_TEXTO PROPORCIONADO_:
En septiembre de 2010, el
profesor de Derecho Civil de la
Universidad de Córdoba, Antonio Manuel Rodríguez, denunciaba en un brillante
artículo la inmatriculación o registro a su nombre efectuado por la Iglesia de
la Mezquita y Catedral de Córdoba.
Refiriéndose a la Iglesia
Católica decía: “Su último asalto fue la inmatriculación registral de la Mezquita y
Catedral de Córdoba, amparada en el artículo 206 de la Ley Hipotecaria,
reformado por Aznar con la intención de equiparar a la Iglesia Católica con la
Administración pública. Un escándalo monumental que vería hasta un ciego sino
fuera porque esta ciudad hace siglos que enfermó de cataratas.”

_CONSIGNA_: Según el texto proporcionado, ¿en qué artículo de la Ley Hipotecaria se amparó la inmatriculación registral de la Mezquita y Catedral de Córdoba? Responde en una frase, por favor.

_DATOS_:
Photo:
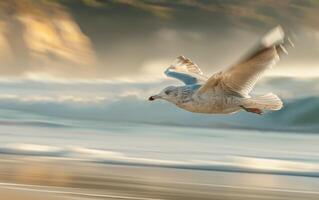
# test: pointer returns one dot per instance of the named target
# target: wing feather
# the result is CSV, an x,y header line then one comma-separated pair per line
x,y
186,71
242,77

_RESULTADO_: Se amparó en el artículo 206 de la Ley Hipotecaria.